▶ 任务目标:
1 > 请判断下列 (a)、(b)、(c) 三项说法是否与关于CCFD-KSSolver组件论文的文字相符，每项回答"是"或"否"，并原样引用文中起决定作用的字句：(a) 张浩源是中国科学院计算机网络信息中心的博士研究生；(b) 该文的通讯作者是张浩源；(c) 该文的收稿日期是2022年9月19日。
2 > 请接着关于CCFD-KSSolver组件论文的文字，从其最后一句之后往下写。

▶ 阅读材料:
面向GPU架构的CCFD-KSSolver组件设计和实现

doi:10.11871/jfdc.issn.2096-742X.2024.01.007

数据与计算发展前沿 ›› 2024, Vol. 6 ›› Issue (1): 68-78.

CSTR: 32002.14.jfdc.CN10-1649/TP.2024.01.007

doi: 10.11871/jfdc.issn.2096-742X.2024.01.007

面向GPU架构的CCFD-KSSolver组件设计和实现

张浩源^1,²(),马文鹏^3,^*(),袁武^1,²,张鉴^1,²,陆忠华^1,²

1.中国科学院计算机网络信息中心，北京 100083
2.中国科学院大学，北京 100049
3.信阳师范学院，河南信阳 464000

收稿日期:2022-09-19 出版日期:2024-02-20 发布日期:2024-02-21
通讯作者: * 马文鹏（E-mail: mawp@xynu.edu.cn）
作者简介:张浩源，中国科学院计算机网络信息中心，博士研究生，主要研究方向为稀疏线性解法器、计算流体力学。
本文承担工作为：KSSolver软构件设计与性能测试。ZHANG Haoyuan is a Ph.D. candidate at CNIC. His main research interests include sparse linear solvers and computational fluid dynamics.
In this paper, he is mainly responsible for KSSolver software component design and performance tests.
E-mail: zhanghaoyuan@cnic.cn|马文鹏，信阳师范学院，副教授，主要研究方向为数值并行计算、高性能计算。
本文承担工作为：指导KSSolver软构件设计与算法开发。MA Wenpeng, Ph.D., is an associate professor at Xinyang Normal University. His main research interests include grid computing and high-performance computation.

▶ 数据条目:
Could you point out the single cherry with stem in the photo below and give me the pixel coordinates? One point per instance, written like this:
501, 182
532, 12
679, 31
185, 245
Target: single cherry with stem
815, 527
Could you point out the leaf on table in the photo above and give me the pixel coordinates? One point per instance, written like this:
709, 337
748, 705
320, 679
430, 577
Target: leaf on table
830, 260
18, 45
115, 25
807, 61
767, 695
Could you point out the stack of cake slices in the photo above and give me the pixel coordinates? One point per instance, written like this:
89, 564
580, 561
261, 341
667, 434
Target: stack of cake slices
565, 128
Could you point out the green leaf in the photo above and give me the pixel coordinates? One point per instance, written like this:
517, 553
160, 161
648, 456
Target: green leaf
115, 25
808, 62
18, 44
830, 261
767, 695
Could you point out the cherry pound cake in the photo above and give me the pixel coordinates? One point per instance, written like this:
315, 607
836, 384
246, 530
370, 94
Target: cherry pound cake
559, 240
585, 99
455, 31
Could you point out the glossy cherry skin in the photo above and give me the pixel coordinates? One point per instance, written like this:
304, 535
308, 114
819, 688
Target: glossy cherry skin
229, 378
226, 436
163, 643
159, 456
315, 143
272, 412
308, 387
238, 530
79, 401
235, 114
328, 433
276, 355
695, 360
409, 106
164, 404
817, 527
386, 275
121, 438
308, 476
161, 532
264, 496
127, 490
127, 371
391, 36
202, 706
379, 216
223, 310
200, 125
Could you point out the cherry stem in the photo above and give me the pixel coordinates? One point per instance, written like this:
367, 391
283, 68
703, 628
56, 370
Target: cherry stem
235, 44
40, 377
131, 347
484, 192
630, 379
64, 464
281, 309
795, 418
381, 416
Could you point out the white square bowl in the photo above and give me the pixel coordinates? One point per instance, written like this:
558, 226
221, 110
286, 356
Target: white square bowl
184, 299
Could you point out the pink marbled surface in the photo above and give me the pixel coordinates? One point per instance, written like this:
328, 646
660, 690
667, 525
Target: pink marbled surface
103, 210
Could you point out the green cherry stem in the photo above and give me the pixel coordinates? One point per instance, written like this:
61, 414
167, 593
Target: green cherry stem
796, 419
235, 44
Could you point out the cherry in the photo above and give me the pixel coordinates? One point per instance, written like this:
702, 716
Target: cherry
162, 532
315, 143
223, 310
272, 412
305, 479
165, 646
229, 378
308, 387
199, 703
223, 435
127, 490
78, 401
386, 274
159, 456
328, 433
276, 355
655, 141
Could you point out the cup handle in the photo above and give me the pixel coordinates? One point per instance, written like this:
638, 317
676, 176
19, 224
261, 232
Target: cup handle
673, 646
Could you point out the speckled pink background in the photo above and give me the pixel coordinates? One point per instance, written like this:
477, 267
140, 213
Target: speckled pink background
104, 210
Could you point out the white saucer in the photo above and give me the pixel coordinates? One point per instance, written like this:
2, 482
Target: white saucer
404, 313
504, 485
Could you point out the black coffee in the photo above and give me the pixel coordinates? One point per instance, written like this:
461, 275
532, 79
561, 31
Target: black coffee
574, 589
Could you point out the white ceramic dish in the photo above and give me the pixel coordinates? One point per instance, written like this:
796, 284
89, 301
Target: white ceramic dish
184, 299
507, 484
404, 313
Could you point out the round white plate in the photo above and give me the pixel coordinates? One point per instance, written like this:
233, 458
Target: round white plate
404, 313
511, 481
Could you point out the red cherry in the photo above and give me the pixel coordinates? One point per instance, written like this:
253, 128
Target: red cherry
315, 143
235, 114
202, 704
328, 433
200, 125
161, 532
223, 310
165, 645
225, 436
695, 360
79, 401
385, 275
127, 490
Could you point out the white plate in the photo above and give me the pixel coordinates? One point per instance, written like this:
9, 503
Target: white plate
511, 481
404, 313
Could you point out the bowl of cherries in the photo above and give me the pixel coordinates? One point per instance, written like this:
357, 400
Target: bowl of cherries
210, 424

▶ 书面答案:
1 >
(a) 是。"张浩源，中国科学院计算机网络信息中心，博士研究生"
(b) 否。"通讯作者: * 马文鹏"
(c) 是。"收稿日期:2022-09-19"

2 >
In this paper, he is mainly responsible for guiding KSSolver program design and algorithm development.
E-mail: mawp@xynu.edu.cn
基金资助:
国家重点研发计划资助(2020YFB1709500);河南省重点研发与推广专项(222102210162)

Implementation of CCFD-KSSolver Component for GPU Architecture

ZHANG Haoyuan^1,²(),MA Wenpeng^3,^*(),YUAN Wu^1,²,ZHANG Jian^1,²,LU Zhonghua^1,²

1. Computer Network Information Center, Chinese Academy of Sciences, Beijing 100083, China
2. University of Chinese Academy of Sciences, Beijing 100049, China
3. Xinyang Normal University, Xinyang, Henan 464000, China

Received:2022-09-19 Online:2024-02-20 Published:2024-02-21

摘要/Abstract

摘要：

【应用背景】在如计算流体力学和材料科学等高性能应用领域中，大型稀疏线性方程的求解直接影响高性能应用的效率与精度。异构众核已成为现代超算系统体系结构的重要特征和发展趋势。【方法】本文面向CPU+GPU异构超算系统设计并实现了线性解法器组件CCFD-KSSolver。该组件针对异构体系结构特征，实现了针对多物理场块结构矩阵的Krylov子空间解法器和多种典型预处理方法，采用了如计算通信重叠、GPU访存优化、CPU-GPU协同计算等优化技术提升CCFD-KSSolver的计算效率。【结果】顶盖驱动流的实验表明，当子区域数目为8时，Block-ISAI相比于CPU和cuSPARSE的子区域求解器分别取得20.09倍和3.34倍的加速比，且具有更好的扩展性；对于百万阶规模的矩阵，应用3种子区域求解器的KSSolver在8个GPU上的并行效率分别为83.8%、55.7%、87.4%。【结论】本文选择具有块结构的经典多物理中的应用对解法器及预处理软构件进行测试，证明其稳定高效性，有力支撑了以流体力学数值模拟为代表的高性能计算与应用在异构系统上的开展。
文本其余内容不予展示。